### Requirements
Copy out the following material line for line, changing nothing.

++++ Given data ++++

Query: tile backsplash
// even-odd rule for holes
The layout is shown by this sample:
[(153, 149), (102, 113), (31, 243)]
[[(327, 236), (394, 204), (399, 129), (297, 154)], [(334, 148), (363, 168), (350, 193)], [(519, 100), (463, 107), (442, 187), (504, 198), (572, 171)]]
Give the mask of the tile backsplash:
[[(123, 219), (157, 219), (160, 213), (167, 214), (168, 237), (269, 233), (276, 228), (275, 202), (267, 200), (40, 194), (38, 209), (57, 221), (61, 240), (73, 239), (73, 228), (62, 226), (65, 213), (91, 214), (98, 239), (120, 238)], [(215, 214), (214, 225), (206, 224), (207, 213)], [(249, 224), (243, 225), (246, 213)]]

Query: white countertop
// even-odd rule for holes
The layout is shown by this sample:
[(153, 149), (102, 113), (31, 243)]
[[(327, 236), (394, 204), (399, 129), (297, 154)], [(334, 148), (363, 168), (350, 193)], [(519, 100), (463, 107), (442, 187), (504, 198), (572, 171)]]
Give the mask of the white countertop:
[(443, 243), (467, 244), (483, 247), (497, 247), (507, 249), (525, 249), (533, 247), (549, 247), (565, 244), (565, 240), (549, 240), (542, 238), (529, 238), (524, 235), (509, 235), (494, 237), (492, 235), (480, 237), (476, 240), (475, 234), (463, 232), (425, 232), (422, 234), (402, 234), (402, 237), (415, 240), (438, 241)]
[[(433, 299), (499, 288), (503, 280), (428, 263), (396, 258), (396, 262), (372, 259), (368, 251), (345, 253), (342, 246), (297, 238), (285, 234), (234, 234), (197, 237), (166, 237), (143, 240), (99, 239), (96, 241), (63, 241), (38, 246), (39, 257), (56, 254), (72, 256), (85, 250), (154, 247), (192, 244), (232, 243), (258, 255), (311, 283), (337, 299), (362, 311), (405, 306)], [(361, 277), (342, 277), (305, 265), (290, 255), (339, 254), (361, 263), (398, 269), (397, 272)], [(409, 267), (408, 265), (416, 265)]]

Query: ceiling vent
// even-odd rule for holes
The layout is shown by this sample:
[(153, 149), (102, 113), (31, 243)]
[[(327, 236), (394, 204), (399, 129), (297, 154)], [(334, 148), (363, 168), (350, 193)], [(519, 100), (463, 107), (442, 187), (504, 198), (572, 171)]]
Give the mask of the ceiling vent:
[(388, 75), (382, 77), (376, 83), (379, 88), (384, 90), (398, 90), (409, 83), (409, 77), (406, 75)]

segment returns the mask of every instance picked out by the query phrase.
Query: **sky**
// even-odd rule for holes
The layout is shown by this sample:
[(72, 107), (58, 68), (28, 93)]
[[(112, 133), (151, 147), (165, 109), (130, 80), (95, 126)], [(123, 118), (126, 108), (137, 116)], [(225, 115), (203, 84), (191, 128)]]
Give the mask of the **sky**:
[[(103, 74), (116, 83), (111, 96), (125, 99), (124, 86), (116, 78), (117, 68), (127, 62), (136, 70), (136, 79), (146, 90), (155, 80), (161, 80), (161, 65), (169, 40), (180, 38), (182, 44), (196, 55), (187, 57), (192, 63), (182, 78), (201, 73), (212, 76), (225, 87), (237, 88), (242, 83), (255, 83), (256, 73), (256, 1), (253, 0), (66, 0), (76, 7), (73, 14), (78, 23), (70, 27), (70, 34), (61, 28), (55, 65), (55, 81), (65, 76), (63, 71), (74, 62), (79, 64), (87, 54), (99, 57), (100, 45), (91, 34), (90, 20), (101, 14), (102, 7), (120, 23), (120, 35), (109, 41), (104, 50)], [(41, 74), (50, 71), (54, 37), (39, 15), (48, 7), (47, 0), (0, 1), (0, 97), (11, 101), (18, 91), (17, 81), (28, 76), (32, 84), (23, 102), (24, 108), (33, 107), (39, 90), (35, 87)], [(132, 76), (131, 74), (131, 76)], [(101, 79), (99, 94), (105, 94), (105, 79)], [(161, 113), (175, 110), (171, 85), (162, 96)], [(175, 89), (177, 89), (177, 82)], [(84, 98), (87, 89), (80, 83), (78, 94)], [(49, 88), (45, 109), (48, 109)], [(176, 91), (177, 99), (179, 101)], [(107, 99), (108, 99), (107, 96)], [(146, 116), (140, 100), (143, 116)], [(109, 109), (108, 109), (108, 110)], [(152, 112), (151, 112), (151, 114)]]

++++

### Complete output
Query: tile backsplash
// even-odd rule for holes
The layout is shown by this sample:
[(153, 149), (102, 113), (31, 243)]
[[(327, 236), (394, 204), (399, 129), (297, 154)], [(334, 148), (363, 168), (350, 193)], [(519, 100), (463, 107), (442, 187), (504, 198), (572, 171)]]
Give the mask of the tile backsplash:
[[(123, 219), (157, 219), (160, 213), (167, 214), (168, 237), (269, 233), (276, 228), (275, 202), (267, 200), (40, 194), (38, 209), (57, 221), (61, 240), (73, 239), (73, 228), (62, 226), (65, 213), (91, 214), (98, 239), (120, 238)], [(215, 214), (214, 225), (206, 224), (207, 213)], [(249, 224), (243, 225), (246, 213)]]

Query: white countertop
// even-odd rule for holes
The layout is shown by this sample:
[(153, 149), (102, 113), (31, 243)]
[[(327, 236), (394, 204), (399, 129), (297, 154)], [(334, 148), (363, 168), (350, 193)], [(519, 100), (463, 107), (442, 187), (504, 198), (572, 171)]]
Give the mask of the white countertop:
[(443, 243), (467, 244), (483, 247), (497, 247), (507, 249), (525, 249), (533, 247), (549, 247), (565, 244), (565, 240), (549, 240), (542, 238), (529, 238), (524, 235), (509, 235), (494, 237), (492, 235), (480, 237), (476, 240), (475, 234), (463, 232), (425, 232), (422, 234), (402, 234), (402, 237), (415, 240), (438, 241)]
[[(433, 299), (499, 288), (503, 280), (428, 263), (396, 258), (396, 262), (372, 259), (368, 251), (345, 253), (342, 246), (297, 238), (285, 234), (234, 234), (197, 237), (166, 237), (143, 240), (99, 239), (96, 241), (63, 241), (38, 246), (39, 257), (56, 254), (72, 256), (85, 250), (154, 247), (192, 244), (232, 243), (258, 255), (311, 283), (337, 299), (362, 311), (405, 306)], [(361, 277), (342, 277), (305, 265), (290, 255), (339, 254), (361, 263), (398, 269), (397, 272)], [(409, 267), (408, 265), (416, 265)]]

Query: ceiling vent
// even-odd rule for holes
The layout is shown by this sample:
[(153, 149), (102, 113), (31, 243)]
[[(327, 236), (394, 204), (399, 129), (297, 154)], [(334, 148), (363, 168), (350, 193)], [(519, 100), (463, 107), (442, 187), (504, 198), (572, 171)]]
Give the mask of the ceiling vent:
[(388, 75), (382, 77), (376, 83), (379, 88), (384, 90), (398, 90), (409, 83), (409, 77), (406, 75)]

segment returns the mask of every instance picked out by the query phrase.
Query: **sky**
// even-odd rule for holes
The layout is shown by this sample:
[(72, 107), (58, 68), (28, 93)]
[[(112, 133), (151, 147), (165, 109), (130, 80), (95, 126)], [(123, 118), (126, 108), (137, 116)], [(225, 115), (203, 84), (191, 128)]]
Give the mask of the **sky**:
[[(103, 74), (116, 83), (111, 96), (125, 99), (124, 86), (116, 78), (117, 68), (127, 62), (136, 70), (136, 79), (146, 90), (155, 80), (161, 80), (161, 65), (169, 40), (180, 38), (182, 44), (196, 55), (187, 57), (192, 63), (182, 78), (201, 73), (212, 76), (225, 87), (237, 88), (242, 83), (255, 83), (256, 73), (256, 1), (253, 0), (66, 0), (76, 7), (73, 14), (78, 23), (70, 27), (70, 34), (61, 28), (55, 65), (55, 81), (65, 76), (63, 71), (74, 62), (79, 64), (87, 54), (99, 57), (100, 45), (91, 34), (90, 20), (101, 14), (102, 7), (120, 23), (120, 35), (109, 41), (104, 50)], [(41, 74), (50, 71), (54, 37), (39, 15), (48, 7), (47, 0), (0, 1), (0, 97), (11, 101), (18, 91), (17, 81), (28, 76), (32, 84), (23, 102), (24, 108), (33, 107), (39, 90), (35, 87)], [(132, 76), (131, 74), (131, 76)], [(101, 79), (99, 94), (105, 94), (105, 79)], [(161, 113), (175, 110), (171, 85), (162, 96)], [(175, 89), (177, 89), (177, 82)], [(84, 98), (87, 89), (80, 83), (78, 94)], [(49, 88), (45, 109), (48, 109)], [(176, 91), (177, 99), (179, 101)], [(107, 99), (108, 99), (107, 96)], [(146, 116), (140, 100), (143, 116)], [(109, 109), (108, 109), (108, 110)], [(152, 112), (151, 112), (151, 114)]]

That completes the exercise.